YOUR OBJECTIVE – Can you update the listing below so that each "Pins" becomes "Points", with nothing else changed, and leave the pictures out of your answer?
(begin)
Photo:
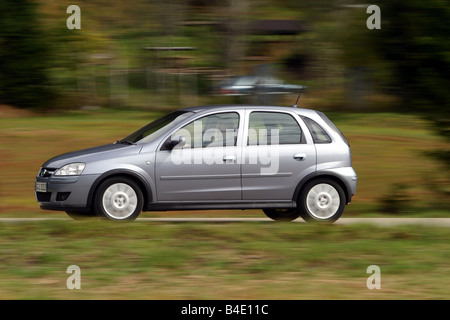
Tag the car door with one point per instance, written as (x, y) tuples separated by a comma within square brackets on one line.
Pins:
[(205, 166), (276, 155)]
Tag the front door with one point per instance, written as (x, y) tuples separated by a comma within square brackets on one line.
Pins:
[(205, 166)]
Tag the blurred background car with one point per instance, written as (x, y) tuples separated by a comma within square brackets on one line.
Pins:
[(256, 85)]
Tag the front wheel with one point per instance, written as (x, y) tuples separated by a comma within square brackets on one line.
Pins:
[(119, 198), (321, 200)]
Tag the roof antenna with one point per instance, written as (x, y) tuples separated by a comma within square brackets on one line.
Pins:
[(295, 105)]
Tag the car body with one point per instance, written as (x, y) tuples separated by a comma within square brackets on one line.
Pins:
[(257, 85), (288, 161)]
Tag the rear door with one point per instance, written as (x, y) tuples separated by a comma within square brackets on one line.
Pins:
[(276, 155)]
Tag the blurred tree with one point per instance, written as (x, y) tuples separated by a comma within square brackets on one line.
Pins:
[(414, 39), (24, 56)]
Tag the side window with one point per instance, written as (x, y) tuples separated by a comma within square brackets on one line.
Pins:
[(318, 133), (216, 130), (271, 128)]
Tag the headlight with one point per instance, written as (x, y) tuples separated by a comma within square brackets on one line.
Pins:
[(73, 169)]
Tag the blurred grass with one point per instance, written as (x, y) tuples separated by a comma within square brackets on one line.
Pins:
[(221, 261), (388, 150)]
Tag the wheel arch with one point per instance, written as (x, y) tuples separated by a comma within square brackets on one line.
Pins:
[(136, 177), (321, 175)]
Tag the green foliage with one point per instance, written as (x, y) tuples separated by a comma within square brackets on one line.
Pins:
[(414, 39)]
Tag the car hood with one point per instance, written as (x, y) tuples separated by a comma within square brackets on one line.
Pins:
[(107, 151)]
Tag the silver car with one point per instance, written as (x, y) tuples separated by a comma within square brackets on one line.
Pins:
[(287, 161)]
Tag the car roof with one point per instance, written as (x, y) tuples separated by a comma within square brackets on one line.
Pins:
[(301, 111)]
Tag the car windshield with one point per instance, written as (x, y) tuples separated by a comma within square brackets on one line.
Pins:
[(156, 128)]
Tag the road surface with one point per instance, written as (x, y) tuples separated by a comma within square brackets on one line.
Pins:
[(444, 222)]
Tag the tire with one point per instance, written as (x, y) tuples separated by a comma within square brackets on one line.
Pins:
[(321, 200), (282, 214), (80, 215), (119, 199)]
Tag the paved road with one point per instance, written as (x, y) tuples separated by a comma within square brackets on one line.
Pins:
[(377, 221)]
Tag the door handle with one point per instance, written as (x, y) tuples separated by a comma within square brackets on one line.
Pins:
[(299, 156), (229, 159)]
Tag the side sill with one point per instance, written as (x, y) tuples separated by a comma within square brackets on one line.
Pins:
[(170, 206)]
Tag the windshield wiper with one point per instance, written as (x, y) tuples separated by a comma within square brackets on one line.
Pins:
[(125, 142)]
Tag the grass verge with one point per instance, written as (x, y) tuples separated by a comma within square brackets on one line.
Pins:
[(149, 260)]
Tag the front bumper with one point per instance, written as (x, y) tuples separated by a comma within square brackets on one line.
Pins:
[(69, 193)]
(end)
COMPLETE OUTPUT –
Photo:
Tag the car door with one point per instance, written as (x, y) tuples separated by a comma within square brackets on one line.
Points:
[(205, 166), (276, 155)]
Tag the front door with one point per instance, written as (x, y) tuples separated by a comma within square brackets on one line.
Points:
[(205, 166)]
Tag the blurred background car with one point per instance, written as (x, y) tuples separated by a comma within square brackets on one line.
Points:
[(256, 85)]
Tag the front wheel with one point per instance, written as (x, y) tuples separated by a comma within square brackets on one line.
Points:
[(119, 198), (321, 200)]
Tag the roof antenna with one point per instance, written as (x, y) tuples separated by a comma within square brackets on one line.
Points:
[(295, 105)]
Tag the car body with one point per instance, written as (x, y) tuples separated by a comma within square brackets on one line.
Points:
[(257, 85), (288, 161)]
Tag the rear door with one point per instance, written as (x, y) tuples separated by a comma within square brackets on one line.
Points:
[(276, 155)]
Tag the blurred tree with one point per instance, written as (x, y) tuples separated by a comma within square brackets on one line.
Points:
[(414, 39), (24, 56)]
Tag the side window with one point per instance, written as (x, y) tuples separated by a comma within square brackets on one line.
Points:
[(318, 133), (216, 130), (271, 128)]
Tag the headlight with one point per instance, written as (x, y) tuples separated by a comma within square brackets on one line.
Points:
[(73, 169)]
Tag the blurred grass with one point per instance, written as (x, y) tuples separated by a comma within square brackets on one line.
Points:
[(221, 261), (388, 150)]
Tag the wheel arch with one point per instance, written as (x, y) tuples separated by a comma within square brackets on one line.
Points:
[(136, 177), (321, 175)]
Tag the green foliage with one point per instance, written as (x, y) tuples separated by a comma within square brackets on one line.
Points:
[(414, 39)]
Tag the car hood with one point per instance, written as (x, y) tuples separated by a comma within square brackets on one line.
Points:
[(107, 151)]
Tag the silver car with one point per instance, written as (x, y) tuples separated by a comma within square brackets on one line.
Points:
[(287, 161)]
Tag the car roof with one point per instance, written as (x, y) tuples separated by a comma within square brackets on one line.
Points:
[(301, 111)]
Tag the car windshield with one point per instance, written as (x, y) tuples separated by a comma within square brackets on one line.
Points:
[(156, 128)]
Tag the road surface with one point per instance, written as (x, y) tuples separated by a comma within square brackets on one line.
Points:
[(444, 222)]
Tag the tire with one point per instance, written as (x, y) tuples separated by a comma within square brackets on one line.
Points:
[(321, 200), (282, 214), (80, 215), (119, 199)]
Tag the paved road with one point per instance, written as (x, y) tuples separated by a comma within square brackets on one line.
Points:
[(377, 221)]
Tag the door handle with one point per instance, written as (x, y) tuples separated by a comma within square brackets on one line.
Points:
[(299, 156), (229, 159)]
Tag the side sill with one point per instance, written as (x, y) tuples separated by a comma within square brackets on one line.
Points:
[(170, 206)]
Tag the windshield wiper with one point per instance, written as (x, y) tuples separated by a comma within square brackets on one line.
Points:
[(125, 142)]
Tag the grass verge with one point per instance, written as (x, y) tuples separated by a comma within square brackets on one line.
Points:
[(149, 260)]
Tag the front bumper with one point per instance, written as (x, y) tuples separated by a comma within square brackets on one line.
Points:
[(69, 193)]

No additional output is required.